_Directions for this task:_ Please return the stretch of the records from the line containing "Where can you find the popcorn" through the line containing "(1038, 493)", copying each line without any change.

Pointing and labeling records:
START
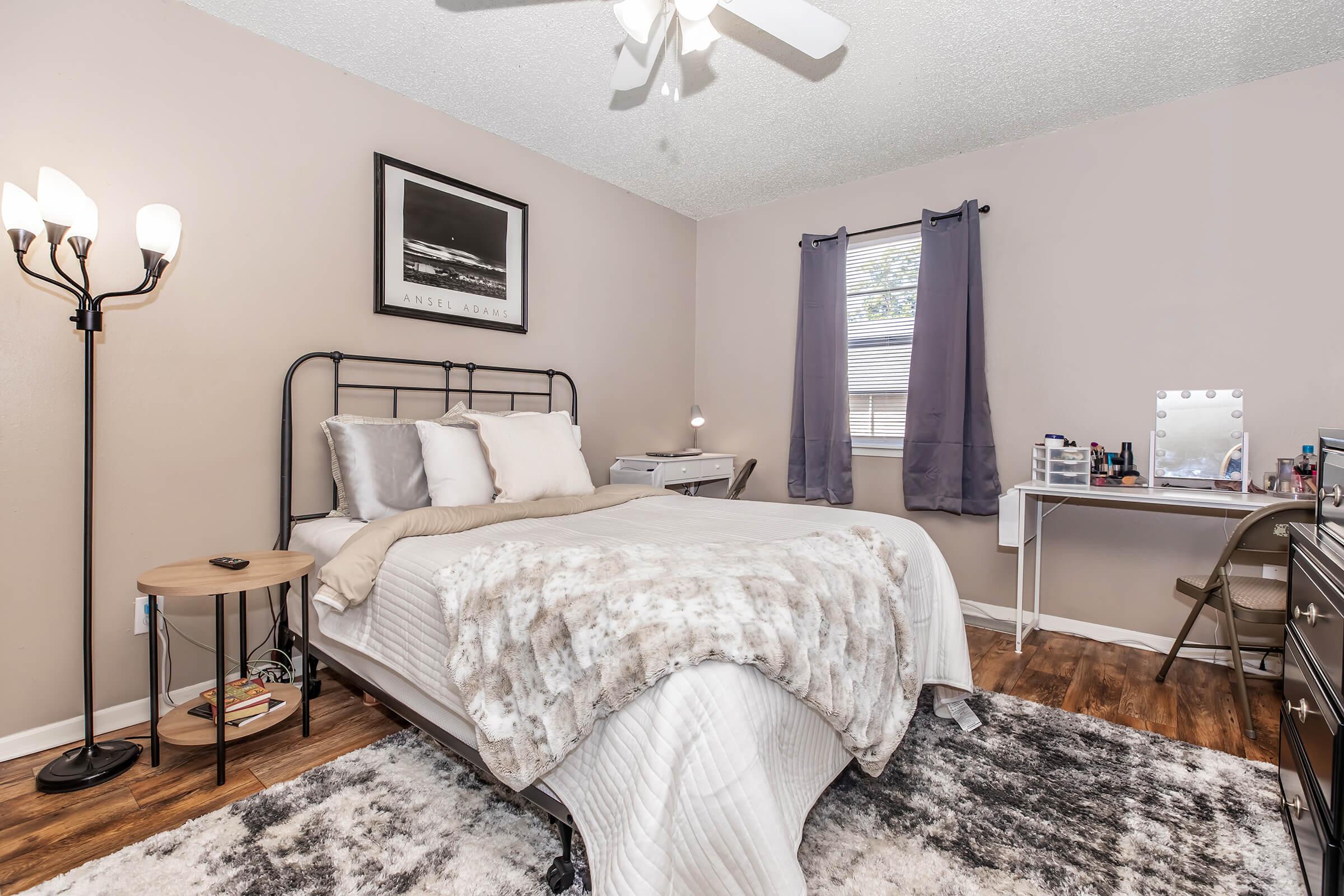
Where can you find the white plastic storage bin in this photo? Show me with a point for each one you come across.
(1061, 466)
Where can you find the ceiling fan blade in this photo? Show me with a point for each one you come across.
(636, 62)
(795, 22)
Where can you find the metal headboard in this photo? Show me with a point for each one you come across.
(448, 390)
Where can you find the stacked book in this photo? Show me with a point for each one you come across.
(245, 702)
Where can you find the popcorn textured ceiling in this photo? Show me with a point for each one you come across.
(917, 81)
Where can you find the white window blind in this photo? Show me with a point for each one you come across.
(881, 284)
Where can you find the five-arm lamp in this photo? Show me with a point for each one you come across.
(65, 216)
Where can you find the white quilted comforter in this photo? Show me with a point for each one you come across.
(701, 786)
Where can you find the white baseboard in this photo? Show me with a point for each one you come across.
(1110, 634)
(24, 743)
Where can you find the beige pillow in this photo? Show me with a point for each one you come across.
(454, 416)
(533, 456)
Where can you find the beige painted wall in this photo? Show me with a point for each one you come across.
(269, 157)
(1190, 245)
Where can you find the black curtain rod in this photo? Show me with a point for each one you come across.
(984, 210)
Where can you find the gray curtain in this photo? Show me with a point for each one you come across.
(949, 454)
(820, 457)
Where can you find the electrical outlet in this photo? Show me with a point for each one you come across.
(142, 620)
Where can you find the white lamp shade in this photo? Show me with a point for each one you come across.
(86, 222)
(58, 197)
(637, 16)
(696, 8)
(159, 230)
(697, 34)
(19, 210)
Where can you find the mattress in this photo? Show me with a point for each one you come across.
(660, 812)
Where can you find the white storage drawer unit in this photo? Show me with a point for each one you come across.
(1061, 466)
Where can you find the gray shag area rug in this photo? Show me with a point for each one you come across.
(1037, 801)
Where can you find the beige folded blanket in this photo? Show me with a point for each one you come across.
(350, 575)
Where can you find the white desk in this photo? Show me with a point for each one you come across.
(679, 470)
(1038, 493)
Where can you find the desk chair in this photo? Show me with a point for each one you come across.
(1242, 597)
(740, 481)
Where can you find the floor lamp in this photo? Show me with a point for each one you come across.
(68, 216)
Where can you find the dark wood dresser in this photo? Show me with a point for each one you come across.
(1311, 749)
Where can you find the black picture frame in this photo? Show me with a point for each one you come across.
(433, 301)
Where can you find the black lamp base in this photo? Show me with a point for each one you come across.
(88, 766)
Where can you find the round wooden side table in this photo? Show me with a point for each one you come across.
(194, 580)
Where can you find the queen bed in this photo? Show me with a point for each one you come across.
(703, 782)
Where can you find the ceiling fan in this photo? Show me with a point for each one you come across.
(647, 22)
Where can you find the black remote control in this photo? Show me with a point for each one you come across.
(230, 563)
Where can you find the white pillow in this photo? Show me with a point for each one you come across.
(455, 465)
(578, 433)
(533, 456)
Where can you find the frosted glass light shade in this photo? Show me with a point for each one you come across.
(697, 34)
(637, 16)
(86, 222)
(159, 230)
(696, 8)
(58, 197)
(19, 210)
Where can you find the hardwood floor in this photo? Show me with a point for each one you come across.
(1110, 682)
(45, 834)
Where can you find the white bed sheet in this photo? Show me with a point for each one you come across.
(701, 785)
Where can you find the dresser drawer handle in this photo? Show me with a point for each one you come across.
(1312, 615)
(1301, 710)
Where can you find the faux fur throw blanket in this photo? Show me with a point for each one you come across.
(350, 575)
(548, 640)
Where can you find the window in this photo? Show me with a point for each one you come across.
(881, 282)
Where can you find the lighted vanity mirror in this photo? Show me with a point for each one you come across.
(1200, 436)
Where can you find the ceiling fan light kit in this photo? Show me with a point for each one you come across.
(646, 22)
(697, 34)
(637, 16)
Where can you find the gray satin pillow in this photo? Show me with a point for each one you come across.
(382, 472)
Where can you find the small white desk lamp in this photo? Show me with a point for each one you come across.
(697, 422)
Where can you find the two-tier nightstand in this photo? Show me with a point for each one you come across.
(193, 580)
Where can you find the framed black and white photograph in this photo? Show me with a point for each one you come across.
(448, 251)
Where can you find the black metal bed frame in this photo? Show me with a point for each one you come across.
(561, 875)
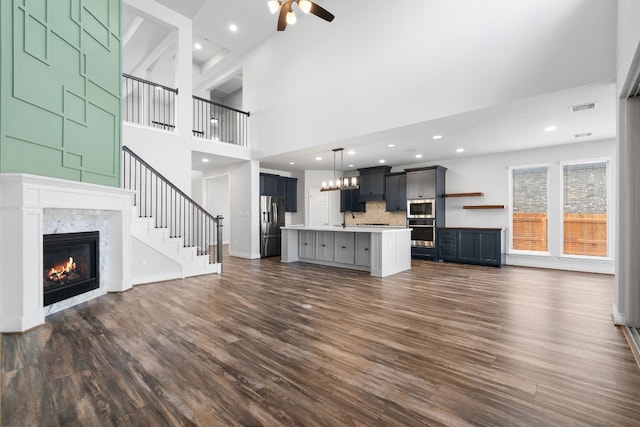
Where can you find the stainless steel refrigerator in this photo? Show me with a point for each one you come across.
(271, 219)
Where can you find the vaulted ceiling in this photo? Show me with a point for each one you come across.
(511, 123)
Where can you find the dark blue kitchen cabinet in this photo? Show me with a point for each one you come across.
(291, 195)
(396, 192)
(350, 201)
(481, 246)
(276, 185)
(372, 183)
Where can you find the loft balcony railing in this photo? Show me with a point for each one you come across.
(148, 104)
(153, 105)
(156, 197)
(217, 122)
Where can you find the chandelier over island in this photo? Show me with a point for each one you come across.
(339, 182)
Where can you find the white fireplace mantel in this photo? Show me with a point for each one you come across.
(23, 199)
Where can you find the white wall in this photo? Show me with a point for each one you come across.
(197, 188)
(244, 201)
(169, 153)
(313, 180)
(490, 175)
(165, 151)
(234, 100)
(320, 83)
(218, 197)
(628, 37)
(626, 307)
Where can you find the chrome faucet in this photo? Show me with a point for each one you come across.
(344, 218)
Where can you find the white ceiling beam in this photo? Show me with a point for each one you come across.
(133, 28)
(218, 73)
(148, 61)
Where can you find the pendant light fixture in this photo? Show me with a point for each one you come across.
(288, 17)
(339, 181)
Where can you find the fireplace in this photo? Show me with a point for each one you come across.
(70, 265)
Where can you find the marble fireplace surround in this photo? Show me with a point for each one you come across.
(27, 203)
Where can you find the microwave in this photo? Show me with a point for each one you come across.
(421, 208)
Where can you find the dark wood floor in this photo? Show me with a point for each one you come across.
(442, 344)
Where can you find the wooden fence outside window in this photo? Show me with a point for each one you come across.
(584, 234)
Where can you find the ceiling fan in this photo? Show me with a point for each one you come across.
(286, 11)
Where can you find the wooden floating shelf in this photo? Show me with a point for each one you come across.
(478, 194)
(483, 207)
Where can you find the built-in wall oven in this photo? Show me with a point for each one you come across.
(421, 208)
(423, 231)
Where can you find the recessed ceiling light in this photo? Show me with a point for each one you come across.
(582, 135)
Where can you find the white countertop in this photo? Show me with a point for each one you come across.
(348, 228)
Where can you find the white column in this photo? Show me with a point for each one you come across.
(627, 297)
(20, 264)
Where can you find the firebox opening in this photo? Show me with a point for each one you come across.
(70, 265)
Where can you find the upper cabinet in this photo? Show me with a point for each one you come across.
(291, 195)
(372, 183)
(425, 183)
(396, 192)
(349, 201)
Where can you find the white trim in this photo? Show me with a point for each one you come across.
(607, 160)
(510, 169)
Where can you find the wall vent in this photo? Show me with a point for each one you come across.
(582, 135)
(582, 107)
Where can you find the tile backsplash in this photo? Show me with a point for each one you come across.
(376, 214)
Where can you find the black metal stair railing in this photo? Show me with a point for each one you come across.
(148, 104)
(156, 197)
(219, 123)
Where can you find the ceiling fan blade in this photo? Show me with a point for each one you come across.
(321, 12)
(282, 18)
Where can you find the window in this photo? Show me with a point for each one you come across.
(585, 206)
(529, 209)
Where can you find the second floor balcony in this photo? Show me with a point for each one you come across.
(153, 105)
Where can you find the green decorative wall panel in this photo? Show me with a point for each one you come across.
(60, 88)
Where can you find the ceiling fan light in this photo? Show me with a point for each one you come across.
(291, 18)
(274, 5)
(305, 5)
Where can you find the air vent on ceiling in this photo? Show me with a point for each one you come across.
(582, 135)
(582, 107)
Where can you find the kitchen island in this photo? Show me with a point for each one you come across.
(380, 250)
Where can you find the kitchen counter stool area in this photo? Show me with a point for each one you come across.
(383, 251)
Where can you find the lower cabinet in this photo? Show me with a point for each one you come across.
(307, 244)
(363, 252)
(324, 245)
(482, 246)
(343, 248)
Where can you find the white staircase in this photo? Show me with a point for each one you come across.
(168, 259)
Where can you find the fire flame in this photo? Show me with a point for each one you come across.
(61, 270)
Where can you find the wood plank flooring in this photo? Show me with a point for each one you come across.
(442, 344)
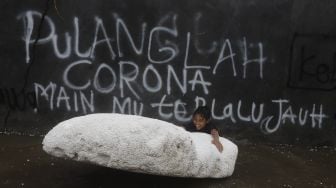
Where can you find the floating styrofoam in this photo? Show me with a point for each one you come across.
(140, 144)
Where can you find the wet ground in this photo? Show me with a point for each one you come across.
(24, 164)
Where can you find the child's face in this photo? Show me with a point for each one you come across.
(199, 121)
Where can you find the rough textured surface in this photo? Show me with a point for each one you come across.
(140, 144)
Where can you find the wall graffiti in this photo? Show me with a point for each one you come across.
(167, 70)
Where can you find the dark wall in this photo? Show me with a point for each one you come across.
(266, 68)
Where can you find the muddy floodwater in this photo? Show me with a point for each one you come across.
(23, 163)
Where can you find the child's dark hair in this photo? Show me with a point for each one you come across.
(204, 111)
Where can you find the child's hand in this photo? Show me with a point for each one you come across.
(215, 140)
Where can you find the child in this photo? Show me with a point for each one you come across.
(201, 123)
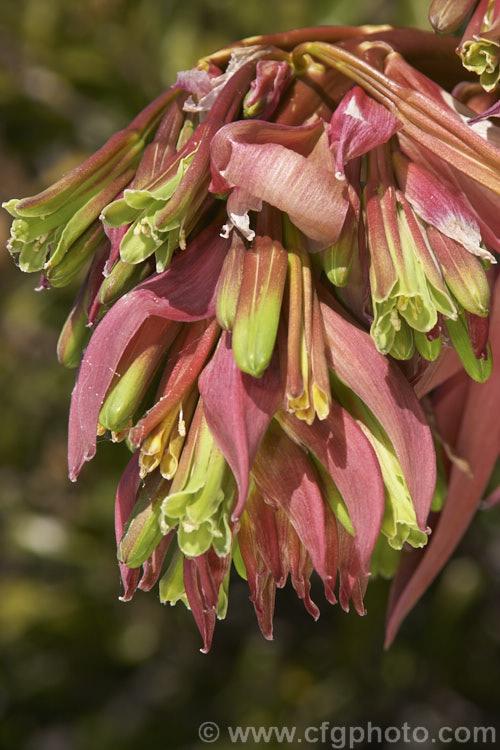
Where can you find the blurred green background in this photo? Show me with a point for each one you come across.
(79, 669)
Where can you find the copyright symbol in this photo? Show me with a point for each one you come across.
(208, 731)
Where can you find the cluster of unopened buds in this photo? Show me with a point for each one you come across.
(291, 314)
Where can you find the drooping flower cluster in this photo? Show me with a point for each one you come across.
(288, 250)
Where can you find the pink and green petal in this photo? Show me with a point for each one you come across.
(250, 403)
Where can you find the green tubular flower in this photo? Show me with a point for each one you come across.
(50, 225)
(200, 500)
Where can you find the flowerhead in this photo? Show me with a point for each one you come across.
(292, 247)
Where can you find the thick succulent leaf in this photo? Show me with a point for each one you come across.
(341, 446)
(284, 475)
(358, 125)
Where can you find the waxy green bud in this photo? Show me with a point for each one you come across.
(75, 334)
(202, 495)
(88, 245)
(142, 533)
(462, 271)
(259, 305)
(172, 587)
(428, 348)
(337, 259)
(135, 373)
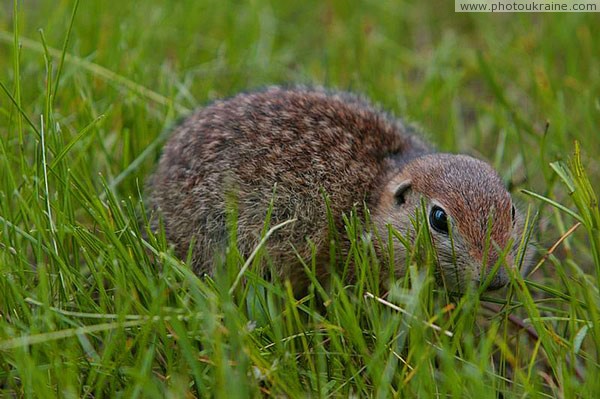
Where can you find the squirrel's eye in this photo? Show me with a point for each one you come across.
(438, 219)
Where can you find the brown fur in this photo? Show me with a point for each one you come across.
(302, 141)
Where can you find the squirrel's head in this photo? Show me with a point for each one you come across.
(474, 226)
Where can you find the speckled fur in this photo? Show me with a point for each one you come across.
(303, 141)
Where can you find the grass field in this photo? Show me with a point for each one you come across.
(90, 309)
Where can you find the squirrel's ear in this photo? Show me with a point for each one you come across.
(401, 191)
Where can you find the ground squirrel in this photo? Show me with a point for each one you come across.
(306, 141)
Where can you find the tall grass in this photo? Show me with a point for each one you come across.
(94, 305)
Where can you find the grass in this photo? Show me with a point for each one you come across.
(88, 308)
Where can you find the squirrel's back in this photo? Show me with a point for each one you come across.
(290, 145)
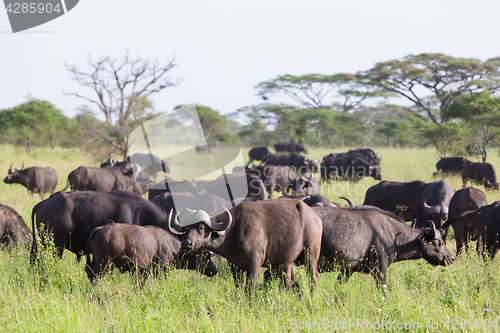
END
_Complete response:_
Where can you find the popcorn textured ceiling in this photo? Show me with a point for each one you come across.
(917, 81)
Where can you find the white window blind in this photo? Show me with a point for each one you come across.
(881, 284)
Where can you find the five-arm lamp in this photo? Show me with a point for each one you come across.
(65, 216)
Where can you find the white quilted comforter in this photo? Show me with a point for each one you come across.
(701, 786)
Where can you find the white baseboard in this photo? Show me with a point for each one you come across.
(1110, 634)
(24, 743)
Where can you find the beige pillow in this photo? Show me with a point for each one you come across.
(454, 416)
(533, 456)
Where can you find the beige painted wall in this photo? Show me with a point for each one you come across.
(269, 157)
(1190, 245)
Where can you find the black curtain rod in this photo? Show me with a point for each one you come across.
(984, 210)
Where can you find the gray curtain in this photo? Show me with a point for each one you come across.
(949, 454)
(820, 457)
Where can you find the electrical outlet in this photo? Show me with a point for each one you come across.
(142, 620)
Where can you find the white lamp shade in this photo? Show me with a point for each one you come across.
(86, 222)
(58, 197)
(637, 16)
(696, 8)
(159, 230)
(697, 34)
(19, 210)
Where can you find the mattress in this photo? Show me with a point for each one you come across.
(660, 812)
Where can you find the white storage drawer unit in this photo? Show me with a point for each one you come across.
(1061, 466)
Where can you find the gray shag area rug in this photo? Show me with a point for each one you come across.
(1037, 801)
Where can you find the beige folded blanket in this photo? Show me with a point for each one you come across.
(350, 575)
Where can you find the white desk in this photo? Show me with a point for each one you come across.
(679, 470)
(1038, 493)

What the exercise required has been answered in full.